- **Exercise**
Quote the stretch of the passage about Springsteen's 1980 Tempe concert from "It was only" through "the next song.".

- **Text segment**
+ + +

In the same week that “The River” hit No. 1, in a seemingly unrelated event, Gov. Ronald Reagan of California was elected the 40th president of the United States, garnering a whopping 489 Electoral College votes, while incumbent Jimmy Carter received a mere 49. During the last days of the campaign, Bruce Springsteen and the E Street Band were on tour, of course, still promoting the month-old “River,” but they had election night off. The next night, on November 5, they played a concert at Arizona State University in Tempe that was virtually identical to the one they had played in Los Angeles the previous Thursday — except that it was longer. “All you guys in the aisle find your seats, OK?” Bruce announced three songs in. “There’s gonna be a real long show.”

That night Springsteen rambled, more than usual. Before the postindustrial triptych of “Independence Day,” “Factory” and “Jackson Cage” midway through the first set, he began a long monologue, although not about his father, whom he frequently talked about before “Factory.” Instead, Springsteen used this opportunity to talk about his love of pop music, about what it had meant to him growing up. Spontaneously, falteringly, he offered the most coherent argument he would ever make for the essential unity of the two distinct compositional strains that had flowed into “The River,” its idealistic and pessimistic “hearts”:

I never did good in school, never did good, and they always figured that if you’re not smart in school, it’s because you’re dumb. But I always felt that I never really learned anything, or learned anything that was important to me, till I started listening to the radio back in the early ’60s. And it seemed that the stuff that I was hearing off the radio in all those great songs was stuff that if they knew how, they’d be trying to teach you in school … but they just didn’t know how to. They always talked to your head, they could never figure out how to talk to your heart, you know. And it seems that, like all those singers and all those groups, there’s one thing that they just knew: what it was about. And when I started listening, I found out that the first time … that, instead of the fantasies that you have when you’re a little kid, I had dreams now and that they were different, it was different, and that if that was possible, that I didn’t have to live my life the way that I was, that things could be better. If you just go out, take a chance, find out what’s going on …

It was only toward the end of the first set in Tempe that Springsteen finally addressed the election. “I don’t know what you guys think about what happened last night,” he said as a transition between “The River” and “Badlands,” “but I think it’s pretty frightening. You guys are young, there’s gonna be a lot of people depending on you coming up, so this is for you.” When you listen to recordings of this concert, during this speech you hear scattered cheers from the crowd, but nowhere near as strong as when Springsteen actually started the next song.

+ + +

- **Data listing**
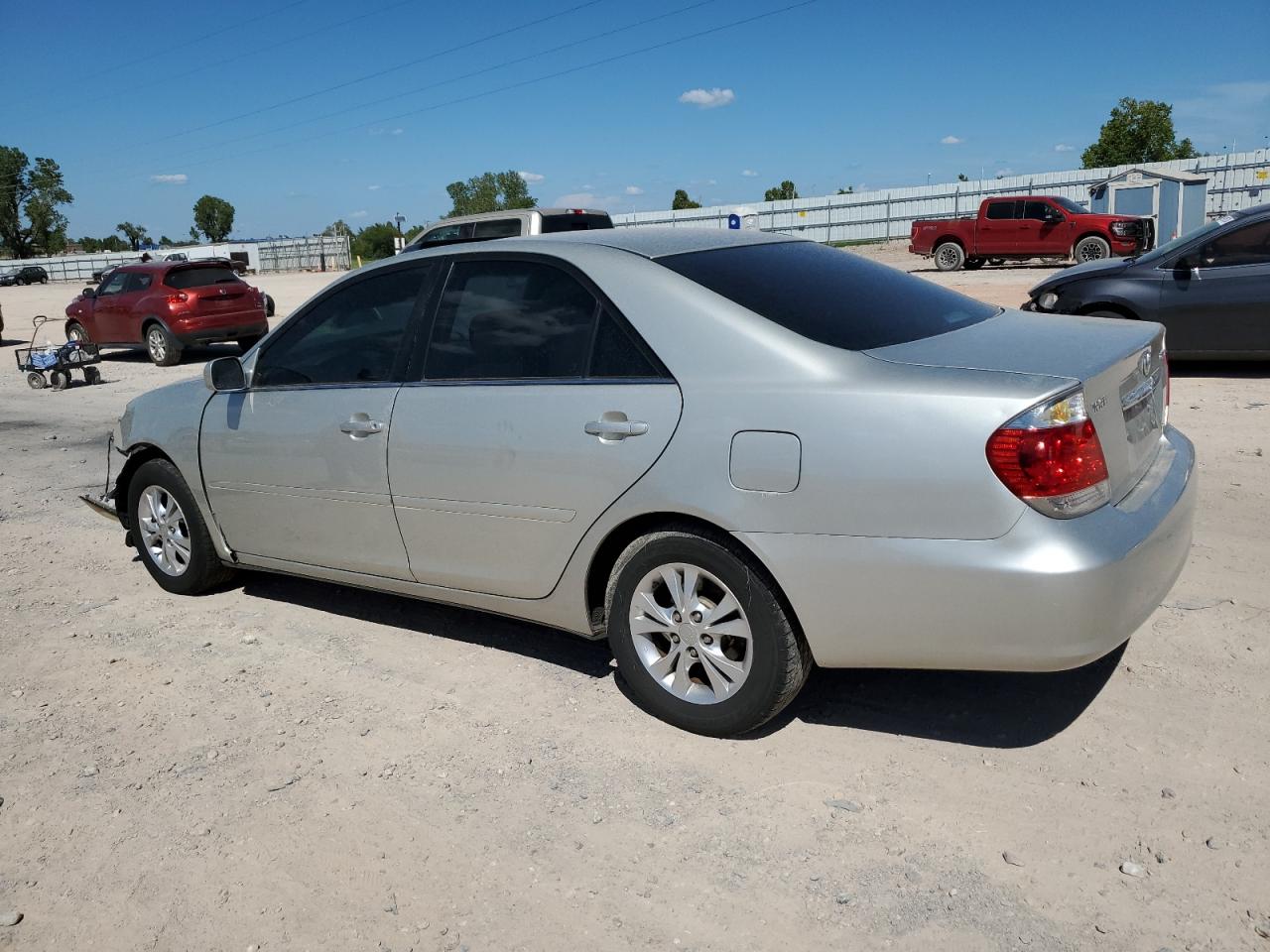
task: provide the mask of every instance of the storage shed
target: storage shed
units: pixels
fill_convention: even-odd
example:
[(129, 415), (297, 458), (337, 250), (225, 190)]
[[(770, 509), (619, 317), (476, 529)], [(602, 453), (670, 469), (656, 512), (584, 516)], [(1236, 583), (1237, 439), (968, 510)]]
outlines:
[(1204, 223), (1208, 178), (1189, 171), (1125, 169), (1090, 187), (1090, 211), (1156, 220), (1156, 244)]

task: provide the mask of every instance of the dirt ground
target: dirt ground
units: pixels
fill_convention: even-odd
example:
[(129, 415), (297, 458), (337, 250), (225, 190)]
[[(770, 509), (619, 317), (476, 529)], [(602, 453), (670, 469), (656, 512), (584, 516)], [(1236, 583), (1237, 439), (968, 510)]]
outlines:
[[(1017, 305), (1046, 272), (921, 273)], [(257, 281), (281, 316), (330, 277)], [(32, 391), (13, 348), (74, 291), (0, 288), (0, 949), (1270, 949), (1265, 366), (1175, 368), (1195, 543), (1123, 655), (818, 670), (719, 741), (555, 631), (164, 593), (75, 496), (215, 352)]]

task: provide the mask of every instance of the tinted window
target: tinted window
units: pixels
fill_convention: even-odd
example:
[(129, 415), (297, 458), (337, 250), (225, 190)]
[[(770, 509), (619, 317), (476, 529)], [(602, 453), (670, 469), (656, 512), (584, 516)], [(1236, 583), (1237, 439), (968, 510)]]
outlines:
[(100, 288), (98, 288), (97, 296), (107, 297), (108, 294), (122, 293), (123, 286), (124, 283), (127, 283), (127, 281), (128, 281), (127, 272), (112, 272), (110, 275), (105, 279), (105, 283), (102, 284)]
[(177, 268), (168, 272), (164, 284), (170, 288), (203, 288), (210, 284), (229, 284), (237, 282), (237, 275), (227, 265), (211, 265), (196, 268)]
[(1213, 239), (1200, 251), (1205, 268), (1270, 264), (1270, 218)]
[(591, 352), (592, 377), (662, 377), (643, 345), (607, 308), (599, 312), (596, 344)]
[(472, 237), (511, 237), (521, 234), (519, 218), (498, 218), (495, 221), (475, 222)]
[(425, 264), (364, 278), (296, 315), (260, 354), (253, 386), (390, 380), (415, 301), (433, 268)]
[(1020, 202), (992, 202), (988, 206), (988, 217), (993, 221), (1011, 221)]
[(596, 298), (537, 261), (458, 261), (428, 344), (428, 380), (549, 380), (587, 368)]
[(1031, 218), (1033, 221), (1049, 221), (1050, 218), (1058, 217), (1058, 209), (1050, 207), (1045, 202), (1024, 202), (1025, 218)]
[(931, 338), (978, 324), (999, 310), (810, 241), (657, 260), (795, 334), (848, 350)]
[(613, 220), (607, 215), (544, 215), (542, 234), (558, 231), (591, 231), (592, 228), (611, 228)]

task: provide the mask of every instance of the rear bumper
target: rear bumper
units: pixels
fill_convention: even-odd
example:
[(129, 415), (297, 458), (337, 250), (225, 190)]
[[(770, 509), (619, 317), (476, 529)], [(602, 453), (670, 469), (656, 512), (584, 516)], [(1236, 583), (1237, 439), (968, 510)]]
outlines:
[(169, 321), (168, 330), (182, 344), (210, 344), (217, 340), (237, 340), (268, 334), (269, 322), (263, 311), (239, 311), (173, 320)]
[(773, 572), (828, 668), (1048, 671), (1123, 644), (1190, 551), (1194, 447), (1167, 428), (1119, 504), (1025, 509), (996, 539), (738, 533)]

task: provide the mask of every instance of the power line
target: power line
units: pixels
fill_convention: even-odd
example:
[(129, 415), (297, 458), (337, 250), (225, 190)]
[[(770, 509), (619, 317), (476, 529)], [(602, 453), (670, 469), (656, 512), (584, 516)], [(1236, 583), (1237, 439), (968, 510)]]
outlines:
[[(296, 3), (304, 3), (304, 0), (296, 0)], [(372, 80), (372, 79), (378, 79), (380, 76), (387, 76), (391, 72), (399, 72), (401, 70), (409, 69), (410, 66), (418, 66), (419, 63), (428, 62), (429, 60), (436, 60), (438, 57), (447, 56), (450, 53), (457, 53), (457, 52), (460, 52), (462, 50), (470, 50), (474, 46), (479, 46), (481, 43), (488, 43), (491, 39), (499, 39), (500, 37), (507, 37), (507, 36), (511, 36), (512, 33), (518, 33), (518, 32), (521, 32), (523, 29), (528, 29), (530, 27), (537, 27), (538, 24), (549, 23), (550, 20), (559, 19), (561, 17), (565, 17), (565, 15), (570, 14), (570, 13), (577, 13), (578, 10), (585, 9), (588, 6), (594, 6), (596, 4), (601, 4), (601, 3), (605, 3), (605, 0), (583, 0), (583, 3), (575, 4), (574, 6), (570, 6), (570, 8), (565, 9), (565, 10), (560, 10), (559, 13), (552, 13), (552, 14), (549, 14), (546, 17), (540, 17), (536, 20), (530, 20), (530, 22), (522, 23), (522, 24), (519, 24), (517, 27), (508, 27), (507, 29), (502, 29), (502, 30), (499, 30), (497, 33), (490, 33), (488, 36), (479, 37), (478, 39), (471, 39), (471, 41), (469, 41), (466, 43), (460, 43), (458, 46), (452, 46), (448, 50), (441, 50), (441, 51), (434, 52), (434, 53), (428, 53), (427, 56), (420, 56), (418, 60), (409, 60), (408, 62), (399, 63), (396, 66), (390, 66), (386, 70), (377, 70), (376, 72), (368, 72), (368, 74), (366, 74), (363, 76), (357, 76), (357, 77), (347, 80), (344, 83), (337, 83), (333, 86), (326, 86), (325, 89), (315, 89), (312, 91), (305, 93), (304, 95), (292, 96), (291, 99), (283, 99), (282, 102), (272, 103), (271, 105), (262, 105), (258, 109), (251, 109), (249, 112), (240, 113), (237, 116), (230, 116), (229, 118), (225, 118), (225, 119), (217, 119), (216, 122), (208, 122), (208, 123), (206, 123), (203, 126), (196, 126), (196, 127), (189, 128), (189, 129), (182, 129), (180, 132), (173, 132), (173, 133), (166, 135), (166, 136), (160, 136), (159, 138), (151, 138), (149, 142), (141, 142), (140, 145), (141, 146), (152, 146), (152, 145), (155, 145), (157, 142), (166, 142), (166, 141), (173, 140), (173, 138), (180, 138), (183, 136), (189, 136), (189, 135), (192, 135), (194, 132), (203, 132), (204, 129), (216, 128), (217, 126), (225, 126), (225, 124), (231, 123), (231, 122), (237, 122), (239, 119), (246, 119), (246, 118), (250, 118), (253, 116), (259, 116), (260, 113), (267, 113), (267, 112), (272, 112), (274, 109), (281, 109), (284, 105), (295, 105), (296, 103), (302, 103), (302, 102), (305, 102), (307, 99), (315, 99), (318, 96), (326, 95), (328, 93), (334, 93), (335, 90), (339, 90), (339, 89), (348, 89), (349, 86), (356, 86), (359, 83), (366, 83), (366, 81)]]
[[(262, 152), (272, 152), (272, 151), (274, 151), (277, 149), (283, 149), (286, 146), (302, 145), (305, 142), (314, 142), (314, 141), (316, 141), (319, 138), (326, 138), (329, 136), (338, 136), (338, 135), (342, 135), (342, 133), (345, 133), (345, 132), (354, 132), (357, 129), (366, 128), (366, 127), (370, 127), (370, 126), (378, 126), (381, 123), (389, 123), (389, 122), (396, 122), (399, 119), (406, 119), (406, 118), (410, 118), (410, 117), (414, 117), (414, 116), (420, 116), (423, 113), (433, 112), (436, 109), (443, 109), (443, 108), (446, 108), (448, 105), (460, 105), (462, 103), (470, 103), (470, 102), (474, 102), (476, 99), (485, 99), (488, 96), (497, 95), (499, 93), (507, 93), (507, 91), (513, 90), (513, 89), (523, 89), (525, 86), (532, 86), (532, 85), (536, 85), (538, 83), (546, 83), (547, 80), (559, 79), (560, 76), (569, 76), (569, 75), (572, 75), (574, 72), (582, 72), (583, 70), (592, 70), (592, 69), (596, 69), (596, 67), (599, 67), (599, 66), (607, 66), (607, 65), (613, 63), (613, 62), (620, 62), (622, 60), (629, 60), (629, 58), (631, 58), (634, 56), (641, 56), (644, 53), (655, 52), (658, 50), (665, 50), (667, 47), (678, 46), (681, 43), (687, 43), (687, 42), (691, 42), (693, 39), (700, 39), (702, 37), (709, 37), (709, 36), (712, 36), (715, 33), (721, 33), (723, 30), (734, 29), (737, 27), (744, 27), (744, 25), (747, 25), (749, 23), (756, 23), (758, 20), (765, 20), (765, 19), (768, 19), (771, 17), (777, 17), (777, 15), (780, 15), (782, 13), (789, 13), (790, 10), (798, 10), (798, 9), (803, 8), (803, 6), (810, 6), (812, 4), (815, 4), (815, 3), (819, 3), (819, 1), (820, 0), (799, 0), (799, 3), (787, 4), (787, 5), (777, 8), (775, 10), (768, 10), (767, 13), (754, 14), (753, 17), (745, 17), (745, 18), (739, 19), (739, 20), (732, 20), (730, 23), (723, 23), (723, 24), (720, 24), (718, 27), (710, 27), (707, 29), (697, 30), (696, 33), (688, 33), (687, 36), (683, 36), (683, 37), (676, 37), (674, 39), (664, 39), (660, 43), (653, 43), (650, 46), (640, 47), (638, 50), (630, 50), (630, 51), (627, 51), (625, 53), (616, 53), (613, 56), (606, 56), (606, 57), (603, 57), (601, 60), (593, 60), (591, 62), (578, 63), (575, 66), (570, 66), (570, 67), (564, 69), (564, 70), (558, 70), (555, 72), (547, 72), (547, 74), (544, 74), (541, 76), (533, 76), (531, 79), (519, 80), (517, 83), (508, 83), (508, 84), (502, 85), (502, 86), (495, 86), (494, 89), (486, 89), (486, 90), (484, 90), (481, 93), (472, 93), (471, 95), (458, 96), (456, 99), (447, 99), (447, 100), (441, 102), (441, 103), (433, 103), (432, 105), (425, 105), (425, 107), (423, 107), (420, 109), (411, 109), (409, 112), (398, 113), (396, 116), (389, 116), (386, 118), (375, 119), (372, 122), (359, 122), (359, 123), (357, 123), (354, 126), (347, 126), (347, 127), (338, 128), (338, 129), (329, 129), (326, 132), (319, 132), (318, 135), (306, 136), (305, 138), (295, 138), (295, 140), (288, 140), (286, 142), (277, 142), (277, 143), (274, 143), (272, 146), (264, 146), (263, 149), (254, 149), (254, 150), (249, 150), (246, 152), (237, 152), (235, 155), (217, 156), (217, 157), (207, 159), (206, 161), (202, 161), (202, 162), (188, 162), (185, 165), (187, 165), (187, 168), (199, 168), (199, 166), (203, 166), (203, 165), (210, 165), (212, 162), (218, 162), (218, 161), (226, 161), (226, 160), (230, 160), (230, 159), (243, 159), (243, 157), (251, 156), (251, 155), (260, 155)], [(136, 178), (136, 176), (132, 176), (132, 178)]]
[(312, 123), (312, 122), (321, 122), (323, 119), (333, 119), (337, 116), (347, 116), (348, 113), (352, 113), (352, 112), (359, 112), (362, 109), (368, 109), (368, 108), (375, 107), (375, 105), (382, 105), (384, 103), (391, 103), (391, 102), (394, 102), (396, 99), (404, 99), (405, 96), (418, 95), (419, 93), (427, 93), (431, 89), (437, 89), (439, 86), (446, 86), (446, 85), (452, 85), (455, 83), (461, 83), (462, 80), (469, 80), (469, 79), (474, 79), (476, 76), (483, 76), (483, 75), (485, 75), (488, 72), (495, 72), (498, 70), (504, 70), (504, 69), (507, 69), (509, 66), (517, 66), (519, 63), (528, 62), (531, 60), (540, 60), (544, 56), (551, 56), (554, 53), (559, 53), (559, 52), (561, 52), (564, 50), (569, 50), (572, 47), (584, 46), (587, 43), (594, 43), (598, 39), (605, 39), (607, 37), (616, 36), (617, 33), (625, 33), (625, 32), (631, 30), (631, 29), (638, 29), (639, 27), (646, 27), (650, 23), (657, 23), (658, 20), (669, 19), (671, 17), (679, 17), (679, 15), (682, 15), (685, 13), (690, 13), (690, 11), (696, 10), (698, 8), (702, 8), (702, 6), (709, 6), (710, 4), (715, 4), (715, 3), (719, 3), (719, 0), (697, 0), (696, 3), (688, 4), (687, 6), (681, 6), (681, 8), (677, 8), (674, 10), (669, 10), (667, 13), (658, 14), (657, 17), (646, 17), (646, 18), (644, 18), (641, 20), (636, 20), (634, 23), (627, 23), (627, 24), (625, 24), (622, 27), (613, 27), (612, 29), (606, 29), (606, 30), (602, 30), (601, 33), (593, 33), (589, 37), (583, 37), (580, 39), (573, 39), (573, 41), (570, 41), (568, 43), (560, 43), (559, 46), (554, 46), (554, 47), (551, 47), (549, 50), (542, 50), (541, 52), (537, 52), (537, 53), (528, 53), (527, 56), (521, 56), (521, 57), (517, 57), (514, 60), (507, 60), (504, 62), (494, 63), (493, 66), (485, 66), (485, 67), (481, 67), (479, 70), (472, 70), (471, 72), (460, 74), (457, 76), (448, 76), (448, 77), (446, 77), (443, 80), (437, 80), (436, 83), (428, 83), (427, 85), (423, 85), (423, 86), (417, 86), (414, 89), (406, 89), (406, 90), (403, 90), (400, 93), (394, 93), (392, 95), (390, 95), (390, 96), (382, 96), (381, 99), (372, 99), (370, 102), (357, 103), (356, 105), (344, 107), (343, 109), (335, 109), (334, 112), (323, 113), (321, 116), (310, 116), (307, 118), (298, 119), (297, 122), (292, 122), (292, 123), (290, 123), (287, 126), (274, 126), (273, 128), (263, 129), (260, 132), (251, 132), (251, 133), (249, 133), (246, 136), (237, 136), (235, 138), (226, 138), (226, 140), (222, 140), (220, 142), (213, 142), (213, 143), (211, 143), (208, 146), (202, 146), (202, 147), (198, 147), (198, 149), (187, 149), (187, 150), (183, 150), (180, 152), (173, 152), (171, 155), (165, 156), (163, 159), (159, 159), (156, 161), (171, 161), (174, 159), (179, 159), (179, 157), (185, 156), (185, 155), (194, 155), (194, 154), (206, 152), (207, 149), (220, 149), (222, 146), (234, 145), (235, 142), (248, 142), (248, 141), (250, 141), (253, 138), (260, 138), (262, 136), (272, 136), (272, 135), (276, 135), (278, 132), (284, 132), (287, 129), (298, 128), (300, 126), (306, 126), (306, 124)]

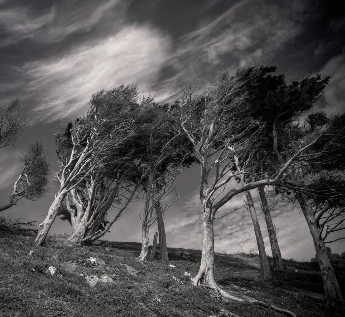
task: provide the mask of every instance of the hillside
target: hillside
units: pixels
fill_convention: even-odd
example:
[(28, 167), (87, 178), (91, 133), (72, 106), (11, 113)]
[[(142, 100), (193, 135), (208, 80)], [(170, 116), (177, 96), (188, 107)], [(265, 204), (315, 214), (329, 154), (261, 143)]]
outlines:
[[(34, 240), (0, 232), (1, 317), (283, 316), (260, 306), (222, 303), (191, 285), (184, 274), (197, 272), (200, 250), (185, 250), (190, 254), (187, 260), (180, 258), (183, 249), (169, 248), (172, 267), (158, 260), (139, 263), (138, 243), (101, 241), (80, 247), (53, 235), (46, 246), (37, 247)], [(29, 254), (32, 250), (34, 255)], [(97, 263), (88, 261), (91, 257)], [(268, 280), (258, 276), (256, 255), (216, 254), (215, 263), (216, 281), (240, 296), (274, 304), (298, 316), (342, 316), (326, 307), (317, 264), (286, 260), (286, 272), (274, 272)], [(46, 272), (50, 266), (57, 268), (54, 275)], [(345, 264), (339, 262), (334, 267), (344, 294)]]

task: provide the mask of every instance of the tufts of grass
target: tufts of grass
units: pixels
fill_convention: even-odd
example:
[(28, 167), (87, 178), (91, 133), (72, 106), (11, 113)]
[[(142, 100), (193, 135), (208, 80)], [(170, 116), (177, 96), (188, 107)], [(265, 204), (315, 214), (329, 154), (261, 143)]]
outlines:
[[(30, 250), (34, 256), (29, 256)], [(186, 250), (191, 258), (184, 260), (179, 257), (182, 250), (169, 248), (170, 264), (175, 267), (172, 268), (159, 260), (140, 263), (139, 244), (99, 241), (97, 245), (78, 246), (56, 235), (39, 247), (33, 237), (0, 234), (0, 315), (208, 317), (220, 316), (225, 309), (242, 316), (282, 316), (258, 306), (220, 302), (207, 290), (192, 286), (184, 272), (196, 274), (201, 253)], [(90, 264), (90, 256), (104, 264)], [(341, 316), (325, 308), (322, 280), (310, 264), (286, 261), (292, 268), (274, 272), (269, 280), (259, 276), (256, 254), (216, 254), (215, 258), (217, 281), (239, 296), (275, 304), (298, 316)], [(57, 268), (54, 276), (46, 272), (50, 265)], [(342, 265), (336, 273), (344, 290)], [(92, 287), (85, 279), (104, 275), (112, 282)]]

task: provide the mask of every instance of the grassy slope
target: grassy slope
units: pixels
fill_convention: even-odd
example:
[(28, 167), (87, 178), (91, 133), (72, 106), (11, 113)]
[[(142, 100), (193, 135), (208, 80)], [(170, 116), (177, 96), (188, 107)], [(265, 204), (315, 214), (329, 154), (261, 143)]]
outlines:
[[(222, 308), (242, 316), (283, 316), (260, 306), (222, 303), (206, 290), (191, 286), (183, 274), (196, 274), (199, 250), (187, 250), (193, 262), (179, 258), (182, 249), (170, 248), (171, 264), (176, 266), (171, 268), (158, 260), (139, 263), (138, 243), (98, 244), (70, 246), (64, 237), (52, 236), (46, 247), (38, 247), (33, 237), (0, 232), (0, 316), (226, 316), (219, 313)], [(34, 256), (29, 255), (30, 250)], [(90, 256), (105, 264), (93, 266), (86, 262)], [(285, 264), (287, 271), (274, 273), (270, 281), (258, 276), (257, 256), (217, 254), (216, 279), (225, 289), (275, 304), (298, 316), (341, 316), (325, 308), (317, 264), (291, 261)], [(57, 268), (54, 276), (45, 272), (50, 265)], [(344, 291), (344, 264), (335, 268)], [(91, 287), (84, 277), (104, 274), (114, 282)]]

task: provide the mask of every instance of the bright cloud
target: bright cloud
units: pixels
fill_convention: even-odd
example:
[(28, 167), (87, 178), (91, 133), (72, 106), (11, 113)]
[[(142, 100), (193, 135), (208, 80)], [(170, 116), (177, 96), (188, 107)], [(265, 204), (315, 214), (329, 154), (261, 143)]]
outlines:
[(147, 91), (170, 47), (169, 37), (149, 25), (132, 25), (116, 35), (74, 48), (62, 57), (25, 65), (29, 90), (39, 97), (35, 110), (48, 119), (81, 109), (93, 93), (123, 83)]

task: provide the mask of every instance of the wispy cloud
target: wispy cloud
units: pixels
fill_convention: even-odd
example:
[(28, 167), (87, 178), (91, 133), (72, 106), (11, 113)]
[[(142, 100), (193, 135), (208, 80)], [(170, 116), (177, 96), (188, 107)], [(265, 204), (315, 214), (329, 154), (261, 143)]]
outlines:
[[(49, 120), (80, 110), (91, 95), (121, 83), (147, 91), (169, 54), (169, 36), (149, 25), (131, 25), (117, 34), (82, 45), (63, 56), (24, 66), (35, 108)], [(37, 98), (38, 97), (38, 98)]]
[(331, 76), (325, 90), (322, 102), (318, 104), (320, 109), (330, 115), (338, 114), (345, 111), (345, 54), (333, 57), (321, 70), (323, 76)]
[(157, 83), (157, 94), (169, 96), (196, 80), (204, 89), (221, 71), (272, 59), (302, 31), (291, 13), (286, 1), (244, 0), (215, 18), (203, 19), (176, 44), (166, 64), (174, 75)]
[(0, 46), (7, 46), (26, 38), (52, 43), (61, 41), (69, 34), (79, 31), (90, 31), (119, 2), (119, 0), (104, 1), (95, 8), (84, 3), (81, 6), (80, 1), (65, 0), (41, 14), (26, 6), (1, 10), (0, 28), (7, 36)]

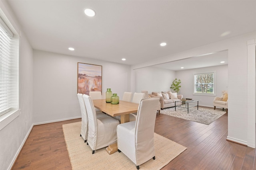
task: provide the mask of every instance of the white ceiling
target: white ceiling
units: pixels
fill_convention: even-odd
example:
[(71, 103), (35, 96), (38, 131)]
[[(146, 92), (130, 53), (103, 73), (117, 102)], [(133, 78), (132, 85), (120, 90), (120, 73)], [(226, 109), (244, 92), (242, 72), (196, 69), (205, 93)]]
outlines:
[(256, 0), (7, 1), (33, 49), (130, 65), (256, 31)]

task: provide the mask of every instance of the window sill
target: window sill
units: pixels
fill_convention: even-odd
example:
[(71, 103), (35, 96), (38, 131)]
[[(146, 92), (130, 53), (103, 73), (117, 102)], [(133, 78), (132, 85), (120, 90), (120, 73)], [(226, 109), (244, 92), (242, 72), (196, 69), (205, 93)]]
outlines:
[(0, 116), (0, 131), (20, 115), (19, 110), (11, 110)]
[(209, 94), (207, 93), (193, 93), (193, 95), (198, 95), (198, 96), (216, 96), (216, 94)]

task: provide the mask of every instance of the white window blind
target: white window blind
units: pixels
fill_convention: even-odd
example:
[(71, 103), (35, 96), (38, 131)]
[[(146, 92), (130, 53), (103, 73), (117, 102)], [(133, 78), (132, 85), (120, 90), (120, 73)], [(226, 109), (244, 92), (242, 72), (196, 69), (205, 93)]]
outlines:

+ + +

- **Written response**
It was only toward the end of the first set in Tempe that Springsteen finally addressed the election. “I don’t know what you guys think about what happened last night,” he said as a transition between “The River” and “Badlands,” “but I think it’s pretty frightening. You guys are young, there’s gonna be a lot of people depending on you coming up, so this is for you.” When you listen to recordings of this concert, during this speech you hear scattered cheers from the crowd, but nowhere near as strong as when Springsteen actually started the next song.